## TASK OBJECTIVE
Echo the passage of the Antonia Gentry biography starting at "She studied drama" and ending at "series, Raising Dion.", word for word.

## TEXT EXCERPT
☆ ☆ ☆ ☆

Antonia Gentry (born September 25, 1997) is an American actress. She is best known for her role as Virginia "Ginny" Miller in the Netflix series Ginny & Georgia (2021–present).

Early life and education 
Antonia Gentry was born in Atlanta, Georgia. She is biracial. Her mother is black and from Jamaica, and her father is white. Since she was five years old, she wanted to be an actress. Her first involvement in theater was acting in plays that her mother wrote at their community theater.

She studied drama at the John S. Davidson Fine Arts Magnet School in Augusta, Georgia. She also attended Emory University for drama. At Emory, she was a member of the university's comedy-improv troupe, Rathskellar Comedy Improv Group. Before her graduation in 2019, she balanced acting roles with being a full-time college student in addition to having a part-time job.

Career 
Gentry has acted in a variety of smaller roles, including two shorts in 2015. In 2018, she played Jasmine in the romantic comedy feature film Candy Jar and acted in one episode of superhero television series, Raising Dion.

☆ ☆ ☆ ☆

## Stored data from a collection

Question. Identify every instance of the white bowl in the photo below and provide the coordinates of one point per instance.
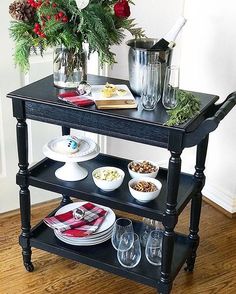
(144, 197)
(137, 175)
(107, 185)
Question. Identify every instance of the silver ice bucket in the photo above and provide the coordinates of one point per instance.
(140, 55)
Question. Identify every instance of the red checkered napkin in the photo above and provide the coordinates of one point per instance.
(67, 225)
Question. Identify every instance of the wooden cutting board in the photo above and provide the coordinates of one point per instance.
(116, 104)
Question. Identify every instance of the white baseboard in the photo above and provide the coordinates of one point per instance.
(226, 200)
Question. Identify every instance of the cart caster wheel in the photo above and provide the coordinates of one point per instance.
(189, 269)
(29, 267)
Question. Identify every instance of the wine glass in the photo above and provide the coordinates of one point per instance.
(153, 250)
(121, 226)
(129, 258)
(147, 226)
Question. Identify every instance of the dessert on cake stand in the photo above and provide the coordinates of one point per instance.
(71, 150)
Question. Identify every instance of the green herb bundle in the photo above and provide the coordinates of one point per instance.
(187, 107)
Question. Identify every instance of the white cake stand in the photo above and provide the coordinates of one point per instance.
(71, 170)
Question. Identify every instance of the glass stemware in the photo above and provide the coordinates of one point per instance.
(121, 226)
(129, 258)
(153, 250)
(147, 226)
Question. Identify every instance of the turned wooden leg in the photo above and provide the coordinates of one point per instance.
(24, 194)
(65, 198)
(170, 221)
(196, 203)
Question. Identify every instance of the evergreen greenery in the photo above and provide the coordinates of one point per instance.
(96, 24)
(187, 107)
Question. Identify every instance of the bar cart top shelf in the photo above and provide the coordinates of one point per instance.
(43, 91)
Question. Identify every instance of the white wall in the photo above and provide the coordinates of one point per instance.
(39, 134)
(208, 64)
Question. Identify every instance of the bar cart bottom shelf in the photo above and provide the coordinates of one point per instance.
(103, 256)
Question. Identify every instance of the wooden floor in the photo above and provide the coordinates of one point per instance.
(215, 270)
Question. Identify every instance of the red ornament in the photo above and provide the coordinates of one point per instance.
(65, 19)
(122, 9)
(60, 14)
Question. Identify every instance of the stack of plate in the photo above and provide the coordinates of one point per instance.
(103, 233)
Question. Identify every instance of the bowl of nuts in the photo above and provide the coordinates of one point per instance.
(143, 168)
(108, 178)
(144, 189)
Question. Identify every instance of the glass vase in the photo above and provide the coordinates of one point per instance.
(69, 67)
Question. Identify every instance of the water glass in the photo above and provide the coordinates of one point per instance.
(147, 226)
(121, 226)
(171, 86)
(129, 258)
(151, 86)
(153, 250)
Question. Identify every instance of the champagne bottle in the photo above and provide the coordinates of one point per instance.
(168, 41)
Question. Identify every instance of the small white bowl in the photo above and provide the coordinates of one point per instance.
(107, 185)
(144, 197)
(137, 175)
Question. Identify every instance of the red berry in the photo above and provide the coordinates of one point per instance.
(60, 14)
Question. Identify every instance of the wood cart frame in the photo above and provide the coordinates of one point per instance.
(39, 102)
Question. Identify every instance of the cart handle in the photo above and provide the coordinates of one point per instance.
(211, 123)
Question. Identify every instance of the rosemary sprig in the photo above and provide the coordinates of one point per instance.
(187, 107)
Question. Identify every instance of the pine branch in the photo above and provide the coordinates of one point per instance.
(22, 53)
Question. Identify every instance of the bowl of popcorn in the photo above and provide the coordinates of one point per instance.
(108, 178)
(144, 189)
(142, 168)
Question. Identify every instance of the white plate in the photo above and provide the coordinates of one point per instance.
(107, 223)
(97, 95)
(89, 243)
(78, 240)
(89, 238)
(86, 147)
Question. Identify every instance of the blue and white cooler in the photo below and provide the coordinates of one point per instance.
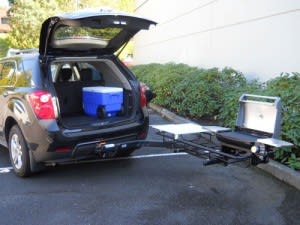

☆ ☆ ☆ ☆

## OUTPUT OF THE TASK
She studied drama at the John S. Davidson Fine Arts Magnet School in Augusta, Georgia. She also attended Emory University for drama. At Emory, she was a member of the university's comedy-improv troupe, Rathskellar Comedy Improv Group. Before her graduation in 2019, she balanced acting roles with being a full-time college student in addition to having a part-time job.

Career 
Gentry has acted in a variety of smaller roles, including two shorts in 2015. In 2018, she played Jasmine in the romantic comedy feature film Candy Jar and acted in one episode of superhero television series, Raising Dion.